• TUGAS YANG DIKERJAKAN:
• A. Salin seluruh bagian teks tentang moratorium hutan, mulai dari "Presiden Joko Widodo" sampai ke "hutan di Indonesia.".
• B. Menurut teks tentang moratorium hutan, berapa luas hutan primer dan lahan gambut yang disebutkan perlu dilindungi dalam moratorium?
• C. Teruskan teks tentang moratorium hutan mulai setelah kalimat terakhir yang tercantum.

• TEKS SUMBER:

Perkuat Moratorium Hutan

Penulis

Rabu, 20 Mei 2015 22:19 WIB

Presiden Joko Widodo memang telah memperpanjang moratorium penerbitan izin baru kawasan hutan primer dan lahan gambut pekan lalu. Namun keputusan yang dituangkan dalam Instruksi Presiden Nomor 8 Tahun 2015 itu sama sekali tak memperkuat moratorium versi pemerintah Presiden Susilo Bambang Yudhoyono pada 2011 dan 2013 yang dinilai lemah. Tidak adanya perubahan signifikan dalam inpres itu jelas bakal membuka peluang eksploitasi hutan di Indonesia.

Selama tiga tahun sejak moratorium diterapkan, kawasan hutan yang mesti dilindungi justru tergerus secara masif. Dalam moratorium disebutkan ada 28,39 juta hektare hutan primer dan lahan gambut yang perlu dilindungi. Jumlah itu belum termasuk 13,5 juta hektare hutan dalam kondisi kritis yang membutuhkan rehabilitasi. Tapi, bukannya menambah luas wilayah hutan konservasi atau setidaknya mempertahankan jumlah yang ada, faktanya luas hutan yang hilang kian membengkak tiap tahun.

• BARIS TERSIMPAN:

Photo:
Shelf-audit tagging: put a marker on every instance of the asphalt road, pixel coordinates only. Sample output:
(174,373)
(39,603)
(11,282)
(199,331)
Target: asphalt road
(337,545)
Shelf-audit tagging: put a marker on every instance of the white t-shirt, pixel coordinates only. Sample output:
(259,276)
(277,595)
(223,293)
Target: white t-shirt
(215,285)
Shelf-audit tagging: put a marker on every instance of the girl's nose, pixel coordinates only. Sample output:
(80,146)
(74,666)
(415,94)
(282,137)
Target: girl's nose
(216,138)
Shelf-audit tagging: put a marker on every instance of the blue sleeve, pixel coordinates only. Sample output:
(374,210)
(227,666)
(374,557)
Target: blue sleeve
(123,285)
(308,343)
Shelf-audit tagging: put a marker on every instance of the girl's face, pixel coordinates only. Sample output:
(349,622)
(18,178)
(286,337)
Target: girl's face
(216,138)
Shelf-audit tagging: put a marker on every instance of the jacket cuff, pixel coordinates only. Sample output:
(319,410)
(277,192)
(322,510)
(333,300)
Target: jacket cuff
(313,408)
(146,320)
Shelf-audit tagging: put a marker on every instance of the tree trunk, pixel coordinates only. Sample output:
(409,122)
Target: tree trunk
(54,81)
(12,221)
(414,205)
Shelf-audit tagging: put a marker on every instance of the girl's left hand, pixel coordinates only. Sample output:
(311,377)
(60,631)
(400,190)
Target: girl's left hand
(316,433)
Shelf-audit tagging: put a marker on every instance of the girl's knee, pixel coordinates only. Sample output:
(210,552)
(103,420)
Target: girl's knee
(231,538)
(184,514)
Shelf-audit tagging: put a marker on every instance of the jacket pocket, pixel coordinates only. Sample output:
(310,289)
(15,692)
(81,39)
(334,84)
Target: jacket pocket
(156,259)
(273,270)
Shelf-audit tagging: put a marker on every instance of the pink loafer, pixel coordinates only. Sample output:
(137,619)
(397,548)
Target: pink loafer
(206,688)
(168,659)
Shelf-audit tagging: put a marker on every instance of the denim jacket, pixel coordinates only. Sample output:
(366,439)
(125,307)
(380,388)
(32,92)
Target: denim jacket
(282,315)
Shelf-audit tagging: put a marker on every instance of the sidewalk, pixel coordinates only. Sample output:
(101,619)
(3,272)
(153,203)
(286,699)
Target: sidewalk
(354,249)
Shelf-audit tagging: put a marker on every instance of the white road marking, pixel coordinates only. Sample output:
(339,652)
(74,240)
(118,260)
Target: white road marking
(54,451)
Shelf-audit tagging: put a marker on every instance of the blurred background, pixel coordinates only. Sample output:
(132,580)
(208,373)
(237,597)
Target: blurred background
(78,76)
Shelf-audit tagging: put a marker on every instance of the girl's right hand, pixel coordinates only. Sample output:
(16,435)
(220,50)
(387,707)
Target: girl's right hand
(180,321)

* * *

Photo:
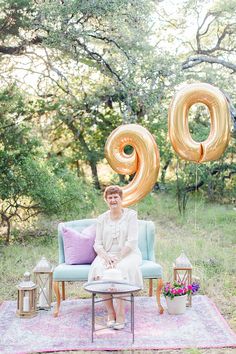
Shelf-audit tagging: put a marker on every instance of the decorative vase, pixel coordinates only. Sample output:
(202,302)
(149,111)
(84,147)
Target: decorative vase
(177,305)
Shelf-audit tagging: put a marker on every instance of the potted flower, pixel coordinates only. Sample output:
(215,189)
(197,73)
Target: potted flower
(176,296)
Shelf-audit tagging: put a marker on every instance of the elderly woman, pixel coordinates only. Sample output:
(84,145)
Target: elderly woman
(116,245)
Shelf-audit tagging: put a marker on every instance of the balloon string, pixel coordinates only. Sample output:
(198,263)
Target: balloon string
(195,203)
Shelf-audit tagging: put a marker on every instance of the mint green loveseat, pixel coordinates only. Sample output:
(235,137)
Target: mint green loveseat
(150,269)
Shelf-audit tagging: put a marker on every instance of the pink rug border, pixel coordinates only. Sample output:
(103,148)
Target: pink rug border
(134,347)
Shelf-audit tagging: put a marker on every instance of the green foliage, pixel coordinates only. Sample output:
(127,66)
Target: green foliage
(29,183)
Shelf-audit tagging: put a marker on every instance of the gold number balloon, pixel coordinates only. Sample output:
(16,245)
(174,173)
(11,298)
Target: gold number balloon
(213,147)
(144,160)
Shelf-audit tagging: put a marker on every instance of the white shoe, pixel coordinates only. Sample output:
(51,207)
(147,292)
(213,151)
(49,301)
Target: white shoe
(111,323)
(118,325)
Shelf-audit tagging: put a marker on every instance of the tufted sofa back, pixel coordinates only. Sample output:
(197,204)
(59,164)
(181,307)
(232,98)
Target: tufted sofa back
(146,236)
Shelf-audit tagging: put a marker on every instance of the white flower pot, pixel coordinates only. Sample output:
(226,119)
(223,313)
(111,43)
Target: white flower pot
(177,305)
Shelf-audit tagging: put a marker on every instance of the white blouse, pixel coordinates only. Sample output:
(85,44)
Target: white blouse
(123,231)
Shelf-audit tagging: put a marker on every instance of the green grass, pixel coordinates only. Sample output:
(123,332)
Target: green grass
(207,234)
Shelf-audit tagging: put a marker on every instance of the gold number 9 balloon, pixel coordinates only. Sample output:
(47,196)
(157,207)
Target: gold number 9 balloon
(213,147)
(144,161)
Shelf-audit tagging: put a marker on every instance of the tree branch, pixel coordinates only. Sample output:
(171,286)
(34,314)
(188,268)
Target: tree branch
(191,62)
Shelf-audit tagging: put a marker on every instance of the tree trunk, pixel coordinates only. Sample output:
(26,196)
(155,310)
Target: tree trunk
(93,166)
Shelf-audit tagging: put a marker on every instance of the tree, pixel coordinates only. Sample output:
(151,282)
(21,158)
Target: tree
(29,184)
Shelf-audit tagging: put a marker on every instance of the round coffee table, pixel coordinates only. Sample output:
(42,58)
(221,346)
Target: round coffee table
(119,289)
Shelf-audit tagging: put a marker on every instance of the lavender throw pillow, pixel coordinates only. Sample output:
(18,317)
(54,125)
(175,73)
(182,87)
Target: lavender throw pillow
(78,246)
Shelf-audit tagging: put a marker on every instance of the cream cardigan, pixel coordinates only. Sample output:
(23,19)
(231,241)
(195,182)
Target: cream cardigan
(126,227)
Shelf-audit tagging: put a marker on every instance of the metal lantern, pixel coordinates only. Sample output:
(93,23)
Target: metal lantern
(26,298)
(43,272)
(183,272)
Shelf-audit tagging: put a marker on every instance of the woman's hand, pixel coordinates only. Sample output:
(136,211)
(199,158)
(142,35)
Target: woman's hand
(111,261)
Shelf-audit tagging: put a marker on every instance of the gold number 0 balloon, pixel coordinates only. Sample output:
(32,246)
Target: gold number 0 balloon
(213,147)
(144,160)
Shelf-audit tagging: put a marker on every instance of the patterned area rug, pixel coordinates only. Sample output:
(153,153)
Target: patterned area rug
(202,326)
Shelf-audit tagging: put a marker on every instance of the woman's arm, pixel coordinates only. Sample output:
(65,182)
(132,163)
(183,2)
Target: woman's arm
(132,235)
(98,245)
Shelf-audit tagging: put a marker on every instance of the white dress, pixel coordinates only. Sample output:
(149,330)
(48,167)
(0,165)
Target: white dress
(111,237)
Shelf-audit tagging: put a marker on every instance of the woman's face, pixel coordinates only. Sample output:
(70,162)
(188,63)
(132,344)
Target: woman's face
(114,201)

• HASIL LATIHAN:
• A.
Presiden Joko Widodo memang telah memperpanjang moratorium penerbitan izin baru kawasan hutan primer dan lahan gambut pekan lalu. Namun keputusan yang dituangkan dalam Instruksi Presiden Nomor 8 Tahun 2015 itu sama sekali tak memperkuat moratorium versi pemerintah Presiden Susilo Bambang Yudhoyono pada 2011 dan 2013 yang dinilai lemah. Tidak adanya perubahan signifikan dalam inpres itu jelas bakal membuka peluang eksploitasi hutan di Indonesia.

• B. 28,39 juta hektare.

• C.
Hilangnya lahan gambut merupakan salah satu yang paling mengkhawatirkan. Dari hasil riset Kemitraan dan Wahana Lingkungan Hidup, tercatat lebih dari 914 ribu hektare lahan gambut di empat provinsi telah lenyap. Area itu hampir seluas Hong Kong. Sedangkan luas hutan alam primer yang menghilang mencapai 663 kilometer persegi atau seluas DKI Jakarta.

Kebijakan moratorium itu, bagaimanapun, tak lepas dari kesepakatan perjanjian bilateral REDD+ antara pemerintah Indonesia dan Norwegia pada 2010. Dalam kesepakatan itu, Indonesia dituntut mengurangi emisi karbon dengan cara membatasi penerbitan surat izin baru. Imbalannya, Norwegia akan memberi kompensasi sebesar US$ 1 miliar atau setara dengan Rp 13 triliun. Fakta raibnya ekosistem penjaga karbon terpenting di Asia-Pasifik itu jelas bisa mengancam kesepakatan tersebut.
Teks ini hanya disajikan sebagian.